A run of listing entries:
◆ ◆ ◆

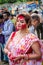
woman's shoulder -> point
(32, 36)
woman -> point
(22, 47)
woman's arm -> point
(37, 51)
(6, 50)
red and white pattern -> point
(22, 47)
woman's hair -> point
(35, 17)
(27, 17)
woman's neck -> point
(24, 31)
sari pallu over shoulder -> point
(23, 45)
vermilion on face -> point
(21, 24)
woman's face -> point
(21, 23)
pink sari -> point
(22, 47)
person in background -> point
(34, 23)
(34, 29)
(21, 44)
(2, 39)
(8, 29)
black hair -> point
(7, 13)
(35, 17)
(26, 17)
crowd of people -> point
(21, 38)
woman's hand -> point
(20, 57)
(10, 56)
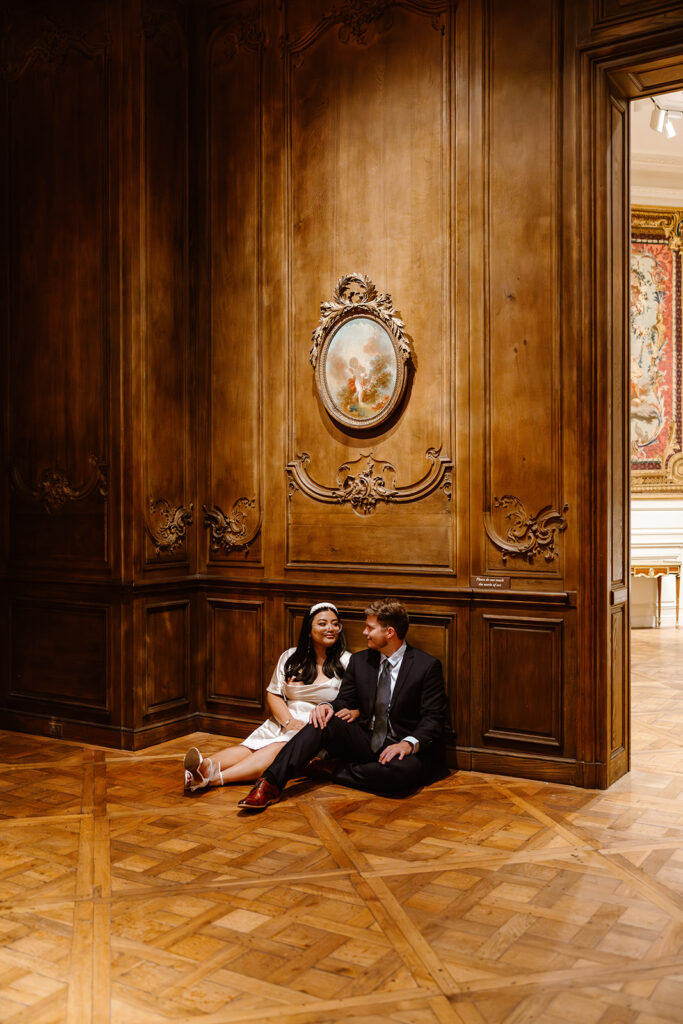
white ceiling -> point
(656, 162)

◆ ◆ ◆

REQUIRED WORK: Reproduce the listing above line for line, without changing anything, but omit the pictures.

SOLUTION:
woman's shoulder -> point
(32, 36)
woman -> point
(22, 47)
woman's arm -> point
(37, 51)
(6, 50)
red and white pattern -> point
(22, 47)
woman's hair -> point
(35, 17)
(27, 17)
woman's neck -> point
(24, 31)
sari pallu over shoulder -> point
(23, 45)
vermilion on face -> point
(21, 24)
woman's face -> point
(21, 23)
pink sari -> point
(22, 47)
person in background -> point
(34, 23)
(34, 29)
(21, 44)
(2, 39)
(8, 29)
black hair -> point
(7, 13)
(35, 17)
(26, 17)
crowd of people -> point
(21, 38)
woman's hand -> point
(20, 57)
(10, 56)
white ceiling -> point
(656, 162)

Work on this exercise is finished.